[Dataset records about object locations]
-=-=-=-=-

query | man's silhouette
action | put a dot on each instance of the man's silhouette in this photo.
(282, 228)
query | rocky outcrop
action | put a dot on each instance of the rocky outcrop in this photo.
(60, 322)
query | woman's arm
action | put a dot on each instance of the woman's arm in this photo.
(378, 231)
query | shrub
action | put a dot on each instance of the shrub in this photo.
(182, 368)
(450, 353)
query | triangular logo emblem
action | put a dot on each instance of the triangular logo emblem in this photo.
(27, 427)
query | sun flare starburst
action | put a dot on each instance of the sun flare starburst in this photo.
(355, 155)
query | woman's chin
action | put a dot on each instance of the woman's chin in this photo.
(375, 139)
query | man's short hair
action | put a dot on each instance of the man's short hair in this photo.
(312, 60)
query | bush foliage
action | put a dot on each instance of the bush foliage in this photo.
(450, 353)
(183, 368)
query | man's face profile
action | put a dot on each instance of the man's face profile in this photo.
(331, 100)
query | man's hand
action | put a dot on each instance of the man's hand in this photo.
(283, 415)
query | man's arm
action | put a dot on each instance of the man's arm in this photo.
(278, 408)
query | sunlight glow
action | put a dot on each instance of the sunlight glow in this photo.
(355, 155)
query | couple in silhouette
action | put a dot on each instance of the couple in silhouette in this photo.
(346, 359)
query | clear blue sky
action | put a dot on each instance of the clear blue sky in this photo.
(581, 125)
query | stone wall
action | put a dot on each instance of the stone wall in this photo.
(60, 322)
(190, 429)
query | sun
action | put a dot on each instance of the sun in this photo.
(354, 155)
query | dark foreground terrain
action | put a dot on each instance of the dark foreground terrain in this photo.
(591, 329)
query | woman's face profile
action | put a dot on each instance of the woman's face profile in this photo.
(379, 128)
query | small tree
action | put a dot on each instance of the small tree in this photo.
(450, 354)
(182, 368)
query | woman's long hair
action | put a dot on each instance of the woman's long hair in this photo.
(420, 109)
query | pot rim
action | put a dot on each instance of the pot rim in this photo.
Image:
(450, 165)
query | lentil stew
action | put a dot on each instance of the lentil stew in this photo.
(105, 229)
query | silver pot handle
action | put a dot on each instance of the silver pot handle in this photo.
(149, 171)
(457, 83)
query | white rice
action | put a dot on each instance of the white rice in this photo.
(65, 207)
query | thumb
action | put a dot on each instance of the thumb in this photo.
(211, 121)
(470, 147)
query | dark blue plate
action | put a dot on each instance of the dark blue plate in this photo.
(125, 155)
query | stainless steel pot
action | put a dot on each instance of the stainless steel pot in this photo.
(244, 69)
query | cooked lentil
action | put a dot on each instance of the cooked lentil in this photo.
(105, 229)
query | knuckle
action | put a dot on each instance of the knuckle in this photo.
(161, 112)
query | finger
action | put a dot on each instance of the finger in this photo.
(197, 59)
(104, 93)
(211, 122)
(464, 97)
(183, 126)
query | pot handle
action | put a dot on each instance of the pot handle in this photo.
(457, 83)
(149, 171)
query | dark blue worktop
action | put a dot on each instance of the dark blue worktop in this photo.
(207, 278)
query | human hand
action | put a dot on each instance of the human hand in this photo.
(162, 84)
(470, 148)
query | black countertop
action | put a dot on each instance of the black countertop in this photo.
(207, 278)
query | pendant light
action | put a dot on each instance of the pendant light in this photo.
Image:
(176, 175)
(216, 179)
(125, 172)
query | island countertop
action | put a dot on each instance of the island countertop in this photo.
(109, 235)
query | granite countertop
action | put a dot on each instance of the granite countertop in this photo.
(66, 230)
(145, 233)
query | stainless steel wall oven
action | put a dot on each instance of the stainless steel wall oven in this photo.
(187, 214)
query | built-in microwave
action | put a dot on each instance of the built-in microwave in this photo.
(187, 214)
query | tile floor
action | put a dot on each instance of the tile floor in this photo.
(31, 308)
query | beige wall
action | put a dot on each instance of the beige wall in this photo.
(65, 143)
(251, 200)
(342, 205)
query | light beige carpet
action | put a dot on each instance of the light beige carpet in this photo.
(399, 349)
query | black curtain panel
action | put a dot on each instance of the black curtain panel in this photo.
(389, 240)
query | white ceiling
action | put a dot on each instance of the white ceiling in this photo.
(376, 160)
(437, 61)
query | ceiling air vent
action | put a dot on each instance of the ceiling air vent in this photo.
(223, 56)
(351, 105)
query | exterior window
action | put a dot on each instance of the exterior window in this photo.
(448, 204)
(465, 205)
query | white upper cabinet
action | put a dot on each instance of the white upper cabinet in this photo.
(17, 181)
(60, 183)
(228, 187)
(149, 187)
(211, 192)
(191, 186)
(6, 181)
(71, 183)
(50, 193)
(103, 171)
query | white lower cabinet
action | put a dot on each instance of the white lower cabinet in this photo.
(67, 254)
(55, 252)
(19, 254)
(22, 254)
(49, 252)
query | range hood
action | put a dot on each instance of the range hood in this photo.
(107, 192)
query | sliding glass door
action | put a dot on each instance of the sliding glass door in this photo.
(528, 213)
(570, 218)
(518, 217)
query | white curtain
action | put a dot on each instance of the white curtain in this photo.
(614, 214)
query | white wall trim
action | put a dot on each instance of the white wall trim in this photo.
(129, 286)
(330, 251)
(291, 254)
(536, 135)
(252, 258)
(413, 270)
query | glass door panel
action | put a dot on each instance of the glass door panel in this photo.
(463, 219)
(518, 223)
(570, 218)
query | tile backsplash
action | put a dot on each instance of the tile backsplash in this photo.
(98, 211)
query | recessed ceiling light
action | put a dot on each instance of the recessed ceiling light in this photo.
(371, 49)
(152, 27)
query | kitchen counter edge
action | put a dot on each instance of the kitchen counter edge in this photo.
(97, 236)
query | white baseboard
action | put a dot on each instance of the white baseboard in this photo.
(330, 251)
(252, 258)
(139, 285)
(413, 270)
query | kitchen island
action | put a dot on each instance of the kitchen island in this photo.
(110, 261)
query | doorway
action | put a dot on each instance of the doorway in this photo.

-=-=-=-=-

THE TASK
Give the listing above again, word for word.

ANSWER BELOW
query | man's silhouette
action | put a dot on each instance of the man's silhouette in this photo.
(282, 228)
query | rocky outcrop
action | put a dot on each instance of the rocky outcrop in this photo.
(60, 322)
query | woman's arm
action | put a dot on each instance of the woman's arm in this photo.
(378, 231)
query | shrub
action | put a dot on each instance of the shrub in this photo.
(182, 368)
(450, 353)
query | triangular logo emblem
action | put a dot on each instance of the triangular logo emblem in this photo.
(27, 427)
query | sun flare starburst
action | put a dot on each instance of the sun flare starburst in this photo.
(355, 155)
query | woman's chin
action | put a dot on each instance of the woman's chin in this photo.
(375, 139)
query | man's short hair
action | put a dot on each instance of the man's short hair in this photo.
(312, 60)
query | bush foliage
action | put a dot on each instance of the bush foliage in this photo.
(450, 353)
(183, 368)
query | man's face profile
action | put a dot on each instance of the man's face profile in this photo.
(331, 100)
query | man's hand
action | put a dot on each instance of the man's hand in this photo.
(283, 415)
query | man's arm
action | put a dot on each instance of the man's arm in this photo.
(278, 408)
query | sunlight glow
action | put a dot on each instance of the sunlight glow in this photo.
(355, 155)
query | couple in silhouette
action | put a dot on each instance of the couple in silhouette in this photo.
(346, 359)
query | clear blue sky
action | put a dot on each instance of the clear blue sky in this photo.
(581, 125)
query | stone wall
action | put a dot on each instance of the stone wall in this photo.
(60, 322)
(190, 429)
query | sun
action | put a dot on each instance of the sun in this photo.
(354, 155)
query | dark foreground terrain
action | put a dot on each instance of the dark foreground terrain in this photo.
(591, 329)
query | woman's face profile
action | put a dot on each instance of the woman's face profile in this photo.
(379, 128)
query | small tree
action | put a dot on each instance of the small tree in this photo.
(450, 354)
(182, 368)
query | woman's long hair
action | put a dot on each instance of the woman's long hair in this photo.
(420, 109)
query | pot rim
action | put a dot on each instance of the pot rim in this photo.
Image:
(450, 165)
query | lentil stew
action | put a dot on each instance of the lentil stew in this photo.
(105, 229)
query | silver pot handle
action | put a dot on each instance of the silver pot handle in this photo.
(149, 171)
(457, 83)
query | white rice
action | put a dot on each instance of the white rice in this photo.
(65, 207)
query | thumb
action | put a dot on each instance of the thumb in this photo.
(211, 121)
(470, 147)
query | dark blue plate
action | put a dot on each instance of the dark blue plate in this photo.
(125, 155)
query | stainless steel pot
action | put a dot on each instance of the stainless steel pot in this photo.
(244, 69)
query | cooked lentil
action | put a dot on each instance of the cooked lentil in this photo.
(105, 229)
query | knuckle
action | put a dot on each instance of the knuckle in this photo.
(161, 112)
query | finger
action | put a dot on each instance of the finger in this photo.
(197, 59)
(104, 93)
(211, 122)
(464, 97)
(183, 126)
query | pot handle
action | put a dot on each instance of the pot handle in this photo.
(457, 83)
(149, 171)
query | dark blue worktop
action | put a dot on each instance of the dark blue worktop in this photo.
(207, 278)
query | human hand
action | put a dot on each instance of the human hand in this photo.
(162, 84)
(470, 148)
query | black countertop
action | put a dot on each instance of the black countertop in this photo.
(207, 278)
query | pendant light
action | put a dot on each instance of the pendant light in this photo.
Image:
(176, 175)
(216, 179)
(125, 172)
query | island countertop
action | put a dot on each instance of the island countertop in this photo.
(109, 235)
query | granite countertop
action | put a dot on each instance of the granite countertop in this photo.
(66, 230)
(145, 233)
query | stainless steel wall oven
action | put a dot on each instance of the stainless steel wall oven in this photo.
(187, 214)
query | built-in microwave
action | put a dot on each instance of the built-in microwave in this photo.
(187, 214)
query | tile floor
action | put a dot on each instance of the tile floor in this photo.
(31, 308)
query | beige wall
action | put a dot on each instance of the beige wall in this photo.
(65, 143)
(251, 200)
(342, 205)
query | light beige carpet
action | put a dot on each instance of the light beige carpet in this photo.
(399, 349)
query | black curtain panel
action | put a dot on each instance of the black curtain panel in this photo.
(389, 240)
query | white ceiling
action | put a dot on each instance of the white ceiling in this photo.
(376, 160)
(437, 61)
query | ceiling air vent
action | put a dot on each instance of the ceiling air vent in this photo.
(223, 56)
(351, 105)
query | exterior window
action | put a dot on each instance of the exterior window in this photo.
(448, 204)
(465, 205)
query | white upper cabinet
action | put a dot on each instance of the white upper cabinet in this photo.
(17, 181)
(60, 183)
(228, 187)
(149, 187)
(211, 192)
(191, 186)
(6, 181)
(71, 183)
(50, 193)
(103, 171)
query | white lower cabinet
action | put a dot on each instance of the white lower cabinet in this photo.
(67, 254)
(55, 252)
(19, 254)
(22, 254)
(49, 252)
query | range hood
action | put a dot on each instance of the range hood in this photo.
(107, 192)
query | sliding glass door
action | put a dot on each instance of the sliding glass door in this photo.
(528, 213)
(570, 218)
(518, 217)
query | white curtain
action | put a dot on each instance of the white curtain in this photo.
(614, 214)
query | white wall trim
action | put a dot on each instance of the white wall trim in this photo.
(129, 286)
(330, 251)
(291, 254)
(536, 135)
(252, 258)
(413, 270)
query | glass door panel
action | put a dot on each instance of the glass door panel in this photo.
(463, 219)
(518, 223)
(570, 218)
query | tile backsplash
action | put a dot on each instance of the tile backsplash in this photo.
(98, 211)
query | recessed ceiling light
action | put a dot on each instance of the recessed ceiling light in this photo.
(371, 49)
(152, 27)
query | kitchen counter edge
action | put a dot on each instance of the kitchen counter edge in this photo.
(97, 236)
query | white baseboard
action | put a dot on each instance of the white baseboard in this photo.
(330, 251)
(252, 258)
(139, 285)
(413, 270)
query | kitchen island
action | put a dot on each instance of the kitchen island in this photo.
(110, 261)
query | doorway
action | put a dot on each instance of the doorway in this photo.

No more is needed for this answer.